TEXTAUSZUG >>
----------

Barockoper „Alcina“ begeistert musikalisch

Bei der Premiere von Georg Friedrich Händels „Alcina“ am vergangenen Freitag im Düsseldorfer Opernhaus wurde wieder einmal deutlich: Alte Musik ist quicklebendig. In der aktuellen Inszenierung von Lotte de Beer begeistern aber vor allem die großartigen Sängerinnen.

Bild: Maria Kataeva und Jacquelyn Wagner
Maria Kataeva (Ruggiero) und Jacquelyn Wagner (Alcina). // Foto: Jochen Quast

Schon mit der Händel-Oper „Xerxes“ gelang es der Deutsche Oper am Rhein vor einigen Jahren, die sogenannte Alte Musik erstaunlich jung und frisch wirken zu lassen. Auch jetzt zeigt sich die Barockmusik alles andere als verstaubt. Die Neue Düsseldorfer Hofmusik – hier unter der musikalischen Leitung von Axel Kober, dem Generalmusikdirektor der Deutschen Oper am Rhein – hat sich auf Barockmusik spezialisiert und spielt zum Teil auf original nachgebauten Instrumenten, um einen authentischen Klang zu erzeugen. Gelungen bei der aktuellen Opernaufführung ist insbesondere, dass das Orchester während der Aufführung zu sehen ist und die jeweils führenden Instrumente hervorgehoben werden.

----------

BEREITGESTELLTE DATEN >>

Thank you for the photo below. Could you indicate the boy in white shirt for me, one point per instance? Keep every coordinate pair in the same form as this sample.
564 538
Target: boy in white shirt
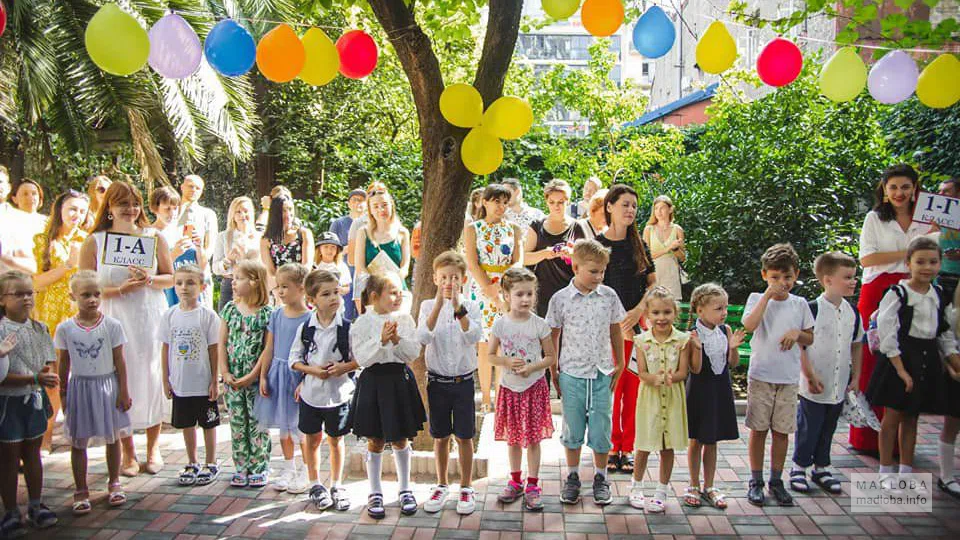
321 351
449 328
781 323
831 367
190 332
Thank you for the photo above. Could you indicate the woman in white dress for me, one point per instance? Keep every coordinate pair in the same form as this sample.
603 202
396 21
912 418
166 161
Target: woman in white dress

----------

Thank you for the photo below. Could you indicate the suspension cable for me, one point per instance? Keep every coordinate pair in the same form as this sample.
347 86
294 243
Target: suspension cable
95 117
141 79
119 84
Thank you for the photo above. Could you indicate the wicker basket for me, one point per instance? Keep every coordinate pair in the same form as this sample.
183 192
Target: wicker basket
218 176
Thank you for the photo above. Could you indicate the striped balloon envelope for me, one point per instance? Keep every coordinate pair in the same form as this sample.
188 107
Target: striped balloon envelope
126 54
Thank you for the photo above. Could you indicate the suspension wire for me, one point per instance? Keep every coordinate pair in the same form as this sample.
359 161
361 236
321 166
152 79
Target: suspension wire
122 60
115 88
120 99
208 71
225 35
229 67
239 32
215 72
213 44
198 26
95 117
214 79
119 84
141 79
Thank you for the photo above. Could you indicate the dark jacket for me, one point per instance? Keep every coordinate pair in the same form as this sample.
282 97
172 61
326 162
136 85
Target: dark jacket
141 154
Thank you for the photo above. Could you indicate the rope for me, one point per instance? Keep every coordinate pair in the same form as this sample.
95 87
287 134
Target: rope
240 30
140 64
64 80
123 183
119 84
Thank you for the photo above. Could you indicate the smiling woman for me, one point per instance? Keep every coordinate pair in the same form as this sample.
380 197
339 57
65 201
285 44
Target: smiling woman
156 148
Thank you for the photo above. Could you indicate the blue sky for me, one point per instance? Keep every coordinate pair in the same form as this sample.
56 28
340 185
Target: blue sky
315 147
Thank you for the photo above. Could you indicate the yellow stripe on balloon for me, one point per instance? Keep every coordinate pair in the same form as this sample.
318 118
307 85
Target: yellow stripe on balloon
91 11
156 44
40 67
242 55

----------

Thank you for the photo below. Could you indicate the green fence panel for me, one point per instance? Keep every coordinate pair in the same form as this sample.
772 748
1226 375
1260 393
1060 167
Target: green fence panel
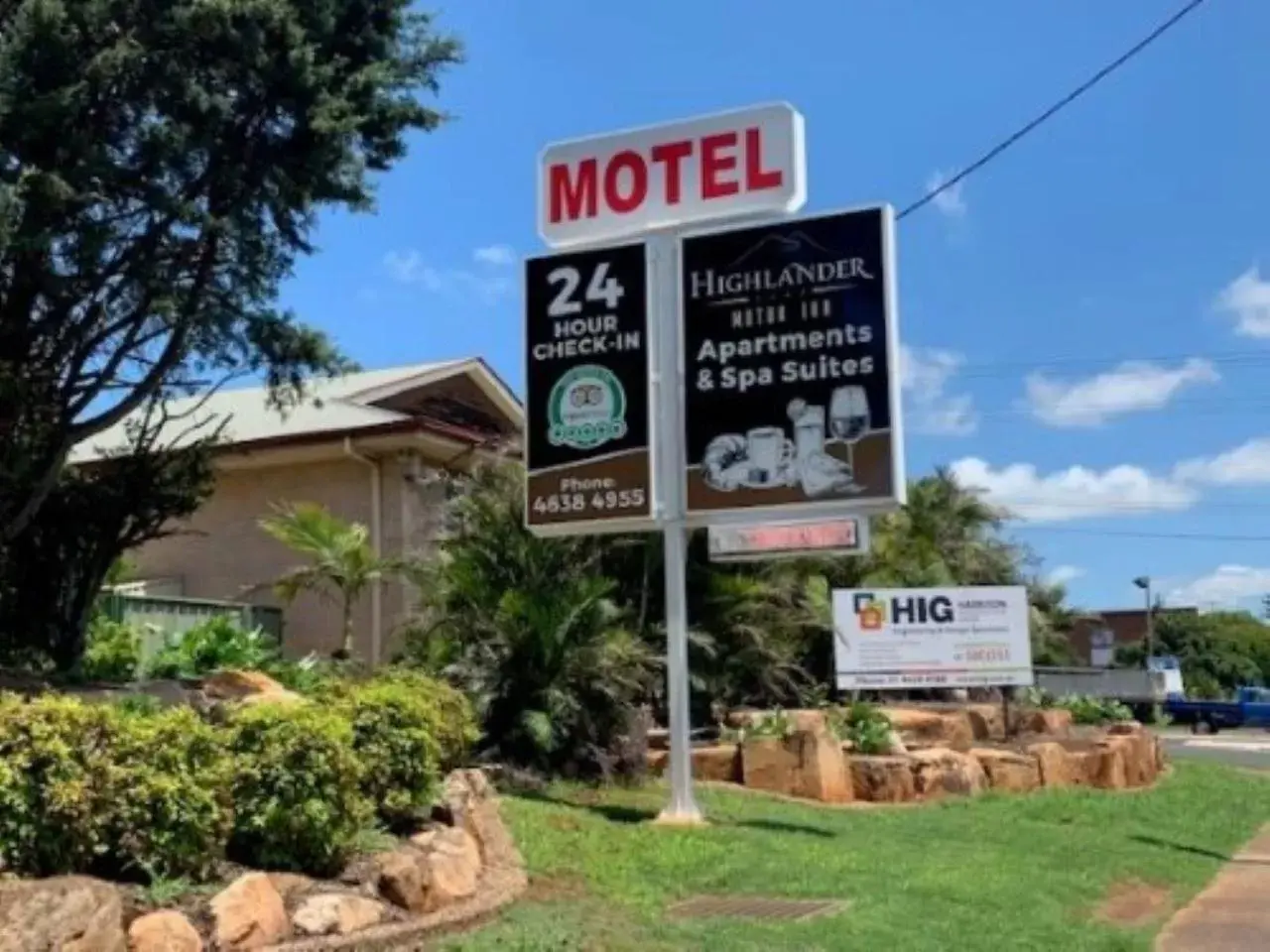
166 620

----------

AUFGABE A >>
Wer leitet laut Textauszug die Neue Düsseldorfer Hofmusik bei dieser Aufführung musikalisch?
AUFGABE B >>
Führe den Textauszug über die Düsseldorfer „Alcina“ bitte nach seinem letzten Satz weiter.
Die Zeilen stehen für sich und gehören nicht zum Textauszug.

ANTWORT A >>
Axel Kober, der Generalmusikdirektor der Deutschen Oper am Rhein.

ANTWORT B >>
 

Bild: Szenefoto Alcina
Andrés Sulbarán (Oronte), Elena Sancho Pereg (Morgana), Wallis Giunta (Bradamante), Maria Kataeva (Ruggiero), Statisterie. // Foto: Jochen Quast

Herausragend ist bei der Düsseldorfer „Alcina“ auch das von starken Frauen angeführte Sänger*innen-Ensemble. Die Sopranistin Jacquelyn Wagner begeistert in ihrem Rollendebüt als Alcina nicht nur stimmlich, sie spiegelt glaubhaft und ausdrucksstark die Zerrissenheit und die Traumata der bösen Zauberin wider. Maria Kataeva, seit der Spielzeit 2013/14 als Mezzosopranistin im Ensemble der Deutschen Oper am Rhein und Zweitplatzierte bei Plácido Domingo‘s Operalia-Wettbewerb 2019 in Prag, glänzt in der Hosenrolle des Ruggiero. Die kanadische Mezzosopranistin Wallis Giunta, die schon bei der Aids-Gala 2016 auf der Düsseldorfer Opernbühne stand, kehrt mit einer herausragenden Darstellung der Doppelrolle Bradamante/Ricciardo zurück.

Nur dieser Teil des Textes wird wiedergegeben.